_PROMPT_
Copy every line that holds the string "Target" from the data below.

—————

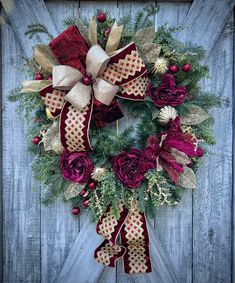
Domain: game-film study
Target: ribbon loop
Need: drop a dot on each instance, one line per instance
(79, 96)
(104, 91)
(96, 61)
(65, 77)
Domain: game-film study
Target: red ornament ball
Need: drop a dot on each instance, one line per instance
(83, 193)
(107, 32)
(36, 140)
(86, 203)
(186, 68)
(86, 80)
(38, 76)
(92, 185)
(75, 210)
(174, 68)
(101, 17)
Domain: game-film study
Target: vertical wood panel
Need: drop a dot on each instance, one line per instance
(21, 205)
(58, 227)
(212, 202)
(174, 225)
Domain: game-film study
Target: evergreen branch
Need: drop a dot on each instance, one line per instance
(34, 29)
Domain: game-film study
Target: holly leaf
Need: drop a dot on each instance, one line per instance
(195, 115)
(188, 179)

—————

_RESULT OF THIS EXERCISE_
Target: ribbon loop
Target: red ornament ball
Target: vertical wood panel
Target: evergreen branch
Target: holly leaf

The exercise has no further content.